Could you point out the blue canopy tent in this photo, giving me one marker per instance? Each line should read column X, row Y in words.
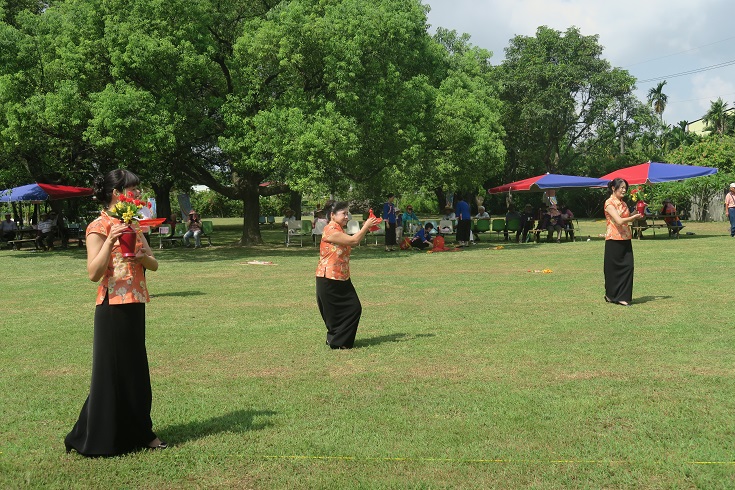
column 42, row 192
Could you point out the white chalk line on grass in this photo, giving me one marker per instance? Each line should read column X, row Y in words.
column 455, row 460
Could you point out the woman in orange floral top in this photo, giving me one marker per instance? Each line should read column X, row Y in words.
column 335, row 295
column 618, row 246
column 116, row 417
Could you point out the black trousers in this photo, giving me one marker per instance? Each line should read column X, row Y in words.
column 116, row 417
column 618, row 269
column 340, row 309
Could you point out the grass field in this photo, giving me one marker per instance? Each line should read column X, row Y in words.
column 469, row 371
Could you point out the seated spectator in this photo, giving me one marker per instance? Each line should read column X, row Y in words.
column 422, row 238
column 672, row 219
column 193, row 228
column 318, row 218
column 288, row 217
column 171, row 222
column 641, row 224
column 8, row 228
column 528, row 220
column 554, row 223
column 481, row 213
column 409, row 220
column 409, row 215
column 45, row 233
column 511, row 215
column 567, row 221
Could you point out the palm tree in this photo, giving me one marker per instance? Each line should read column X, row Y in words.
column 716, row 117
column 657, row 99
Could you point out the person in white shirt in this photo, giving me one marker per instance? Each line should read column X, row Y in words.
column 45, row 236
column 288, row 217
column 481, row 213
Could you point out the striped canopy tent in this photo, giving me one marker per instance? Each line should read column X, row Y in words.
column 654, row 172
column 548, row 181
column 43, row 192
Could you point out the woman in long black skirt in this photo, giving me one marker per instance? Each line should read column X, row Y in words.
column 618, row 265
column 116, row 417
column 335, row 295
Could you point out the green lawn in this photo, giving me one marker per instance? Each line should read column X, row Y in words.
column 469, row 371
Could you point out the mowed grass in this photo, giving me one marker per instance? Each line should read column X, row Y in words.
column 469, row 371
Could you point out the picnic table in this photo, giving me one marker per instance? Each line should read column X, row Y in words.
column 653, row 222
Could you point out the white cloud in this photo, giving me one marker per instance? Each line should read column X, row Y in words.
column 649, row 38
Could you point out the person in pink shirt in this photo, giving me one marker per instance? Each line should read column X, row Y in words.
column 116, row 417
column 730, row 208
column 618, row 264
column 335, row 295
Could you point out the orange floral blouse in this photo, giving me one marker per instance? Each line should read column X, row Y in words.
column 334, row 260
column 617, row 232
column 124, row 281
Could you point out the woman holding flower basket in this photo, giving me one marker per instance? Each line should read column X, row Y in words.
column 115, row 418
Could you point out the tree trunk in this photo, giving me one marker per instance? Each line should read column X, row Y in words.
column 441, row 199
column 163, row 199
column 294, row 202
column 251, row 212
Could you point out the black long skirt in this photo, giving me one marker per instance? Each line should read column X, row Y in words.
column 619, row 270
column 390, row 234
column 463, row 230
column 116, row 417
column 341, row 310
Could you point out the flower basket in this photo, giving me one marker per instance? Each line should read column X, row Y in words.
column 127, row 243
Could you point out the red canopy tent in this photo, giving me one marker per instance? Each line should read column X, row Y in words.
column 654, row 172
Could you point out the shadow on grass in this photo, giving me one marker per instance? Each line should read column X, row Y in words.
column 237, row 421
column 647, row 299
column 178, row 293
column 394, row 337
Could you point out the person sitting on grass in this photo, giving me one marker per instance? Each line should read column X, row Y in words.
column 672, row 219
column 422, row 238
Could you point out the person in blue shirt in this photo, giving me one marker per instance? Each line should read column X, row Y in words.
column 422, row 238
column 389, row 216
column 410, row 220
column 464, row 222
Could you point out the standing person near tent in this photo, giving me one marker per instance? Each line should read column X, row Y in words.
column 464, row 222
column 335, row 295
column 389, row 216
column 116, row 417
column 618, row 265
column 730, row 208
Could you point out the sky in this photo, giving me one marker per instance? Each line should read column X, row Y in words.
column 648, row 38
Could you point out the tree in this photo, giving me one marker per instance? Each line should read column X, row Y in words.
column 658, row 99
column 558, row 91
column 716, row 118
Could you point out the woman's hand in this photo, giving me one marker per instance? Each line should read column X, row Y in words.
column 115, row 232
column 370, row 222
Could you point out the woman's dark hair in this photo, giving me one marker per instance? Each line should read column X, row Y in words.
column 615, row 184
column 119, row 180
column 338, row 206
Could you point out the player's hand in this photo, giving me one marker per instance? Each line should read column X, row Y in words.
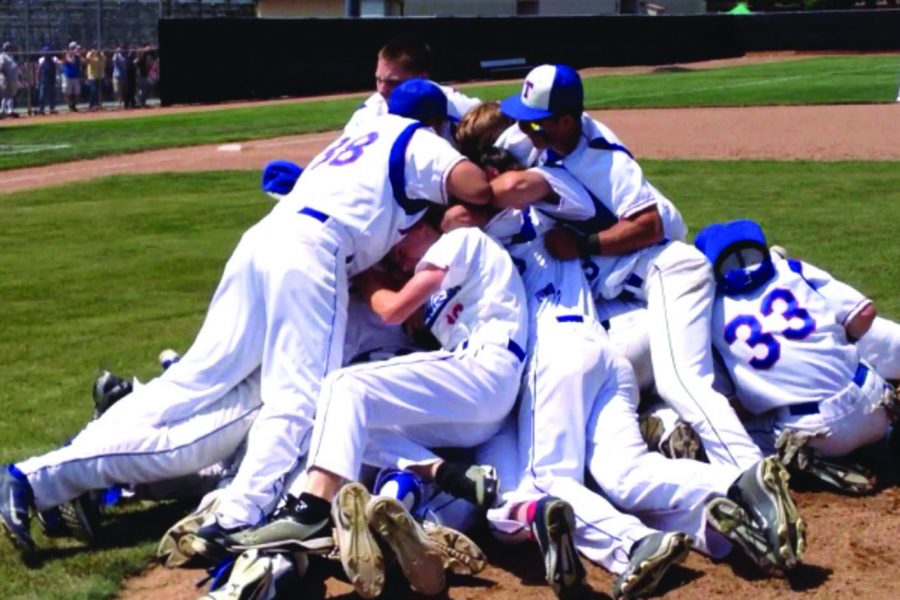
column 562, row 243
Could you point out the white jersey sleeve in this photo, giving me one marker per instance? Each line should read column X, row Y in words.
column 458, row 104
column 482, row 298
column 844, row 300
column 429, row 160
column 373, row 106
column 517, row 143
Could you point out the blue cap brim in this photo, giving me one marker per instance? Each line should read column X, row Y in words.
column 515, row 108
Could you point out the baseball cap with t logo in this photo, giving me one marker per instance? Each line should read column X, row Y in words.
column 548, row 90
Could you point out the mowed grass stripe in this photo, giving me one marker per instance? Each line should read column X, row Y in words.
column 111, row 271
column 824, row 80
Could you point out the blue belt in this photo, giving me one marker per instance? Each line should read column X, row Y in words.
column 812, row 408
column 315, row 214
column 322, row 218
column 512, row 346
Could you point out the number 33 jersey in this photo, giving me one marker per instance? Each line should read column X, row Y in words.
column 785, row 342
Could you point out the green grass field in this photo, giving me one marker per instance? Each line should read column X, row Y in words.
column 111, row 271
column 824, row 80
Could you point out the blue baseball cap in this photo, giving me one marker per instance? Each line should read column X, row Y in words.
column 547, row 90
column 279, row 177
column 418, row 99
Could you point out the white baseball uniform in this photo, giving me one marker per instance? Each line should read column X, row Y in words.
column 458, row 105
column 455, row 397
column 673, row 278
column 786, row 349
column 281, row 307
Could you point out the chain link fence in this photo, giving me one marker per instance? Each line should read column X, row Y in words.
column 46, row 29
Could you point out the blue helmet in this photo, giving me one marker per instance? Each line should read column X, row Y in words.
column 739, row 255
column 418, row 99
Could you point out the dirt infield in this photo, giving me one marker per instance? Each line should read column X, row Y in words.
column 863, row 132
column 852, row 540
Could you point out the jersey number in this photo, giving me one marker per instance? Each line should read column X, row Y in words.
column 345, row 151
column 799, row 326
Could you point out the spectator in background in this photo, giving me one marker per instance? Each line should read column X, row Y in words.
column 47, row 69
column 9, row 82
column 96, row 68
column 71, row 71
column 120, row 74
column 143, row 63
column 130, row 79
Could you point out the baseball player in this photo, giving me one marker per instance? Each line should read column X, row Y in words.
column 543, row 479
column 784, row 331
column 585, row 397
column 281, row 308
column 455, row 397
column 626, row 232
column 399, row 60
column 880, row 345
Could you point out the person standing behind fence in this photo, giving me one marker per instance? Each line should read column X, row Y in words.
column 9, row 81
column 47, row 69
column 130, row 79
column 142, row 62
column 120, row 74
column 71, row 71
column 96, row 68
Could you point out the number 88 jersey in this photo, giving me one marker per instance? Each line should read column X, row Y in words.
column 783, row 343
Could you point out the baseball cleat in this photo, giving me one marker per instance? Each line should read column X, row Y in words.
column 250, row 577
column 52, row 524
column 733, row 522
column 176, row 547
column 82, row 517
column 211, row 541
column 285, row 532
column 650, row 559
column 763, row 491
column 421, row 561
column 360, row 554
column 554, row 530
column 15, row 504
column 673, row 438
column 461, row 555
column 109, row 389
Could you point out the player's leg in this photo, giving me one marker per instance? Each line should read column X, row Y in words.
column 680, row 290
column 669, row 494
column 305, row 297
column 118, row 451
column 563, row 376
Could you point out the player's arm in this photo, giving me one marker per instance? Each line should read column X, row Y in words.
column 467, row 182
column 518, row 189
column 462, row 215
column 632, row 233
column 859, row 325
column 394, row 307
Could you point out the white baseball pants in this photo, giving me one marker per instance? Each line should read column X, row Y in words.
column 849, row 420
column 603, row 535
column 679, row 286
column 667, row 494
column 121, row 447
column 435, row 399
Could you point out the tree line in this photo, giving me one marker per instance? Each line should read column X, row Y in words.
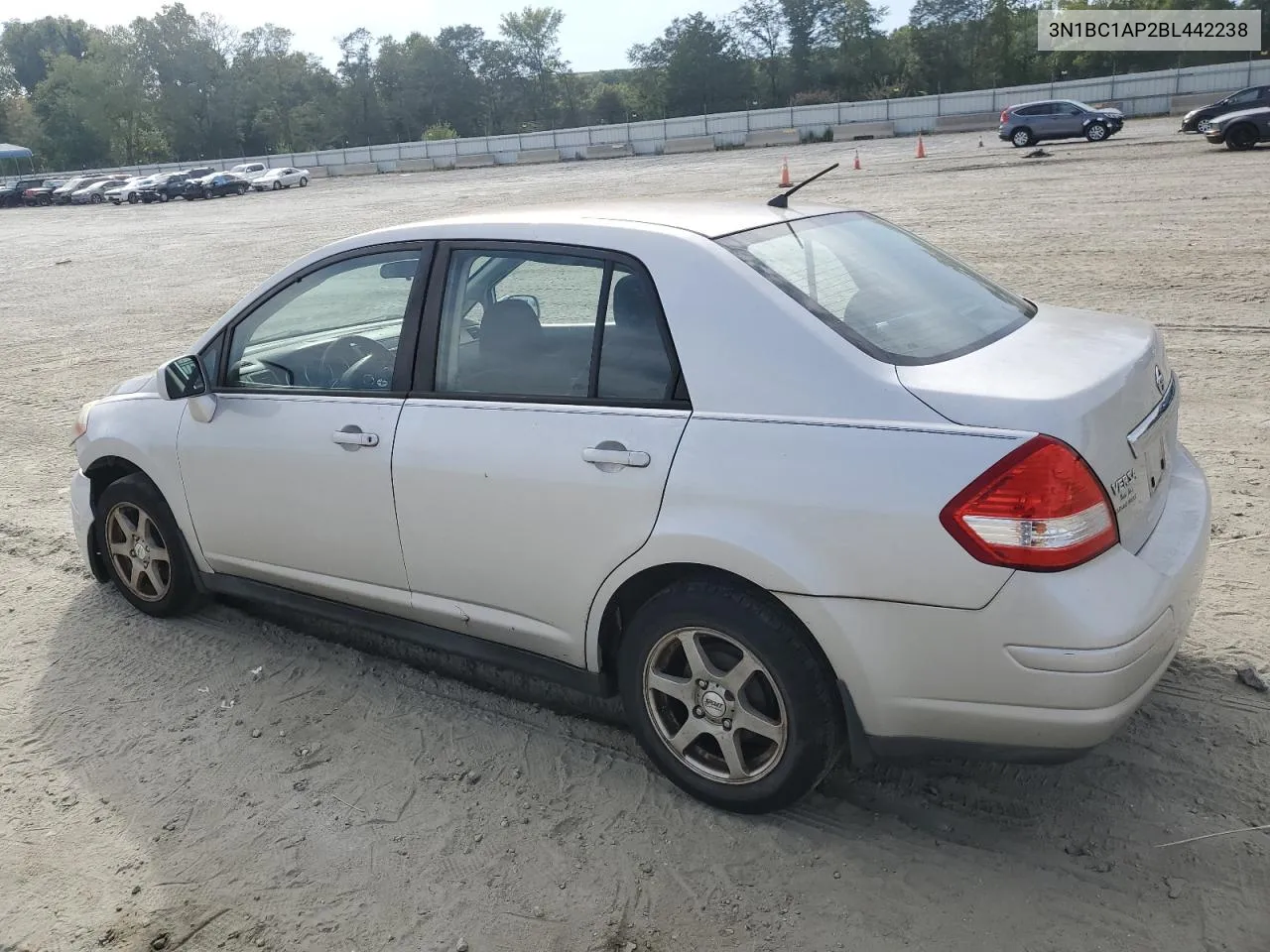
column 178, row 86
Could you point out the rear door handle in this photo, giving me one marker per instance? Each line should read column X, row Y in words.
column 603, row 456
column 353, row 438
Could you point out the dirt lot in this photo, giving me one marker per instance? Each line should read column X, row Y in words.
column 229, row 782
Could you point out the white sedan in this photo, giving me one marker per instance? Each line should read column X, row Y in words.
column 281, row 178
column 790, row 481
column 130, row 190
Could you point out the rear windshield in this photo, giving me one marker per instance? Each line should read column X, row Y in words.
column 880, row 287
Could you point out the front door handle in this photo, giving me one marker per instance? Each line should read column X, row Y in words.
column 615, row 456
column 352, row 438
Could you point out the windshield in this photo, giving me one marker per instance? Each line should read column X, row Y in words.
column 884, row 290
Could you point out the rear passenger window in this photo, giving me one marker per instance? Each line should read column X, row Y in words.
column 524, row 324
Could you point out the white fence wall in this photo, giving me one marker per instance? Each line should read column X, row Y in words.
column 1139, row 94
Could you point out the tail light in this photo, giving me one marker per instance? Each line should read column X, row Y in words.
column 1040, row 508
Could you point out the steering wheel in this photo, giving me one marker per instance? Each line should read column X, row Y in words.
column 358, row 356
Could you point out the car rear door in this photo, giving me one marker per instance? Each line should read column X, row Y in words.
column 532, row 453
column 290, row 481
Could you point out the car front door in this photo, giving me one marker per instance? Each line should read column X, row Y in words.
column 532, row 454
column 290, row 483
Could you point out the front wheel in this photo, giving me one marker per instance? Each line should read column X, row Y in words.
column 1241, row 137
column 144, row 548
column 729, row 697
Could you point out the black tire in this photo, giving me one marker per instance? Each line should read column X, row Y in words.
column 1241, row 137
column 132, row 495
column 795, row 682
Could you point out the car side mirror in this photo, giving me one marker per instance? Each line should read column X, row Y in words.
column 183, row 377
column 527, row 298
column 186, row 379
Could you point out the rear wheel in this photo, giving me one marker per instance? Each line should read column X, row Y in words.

--------------------------------

Short problem — Recast everything in the records from the line containing "Could you point out the baseball player" down to the line containing "column 880, row 345" as a JSON list of strings, one string per line, skipping any blank lines.

Exercise response —
[
  "Could you point out the baseball player in this photo, giving me one marker per instance? Each line should read column X, row Y in words.",
  "column 543, row 479",
  "column 784, row 331",
  "column 585, row 397",
  "column 281, row 308",
  "column 455, row 397",
  "column 626, row 232",
  "column 399, row 60",
  "column 880, row 345"
]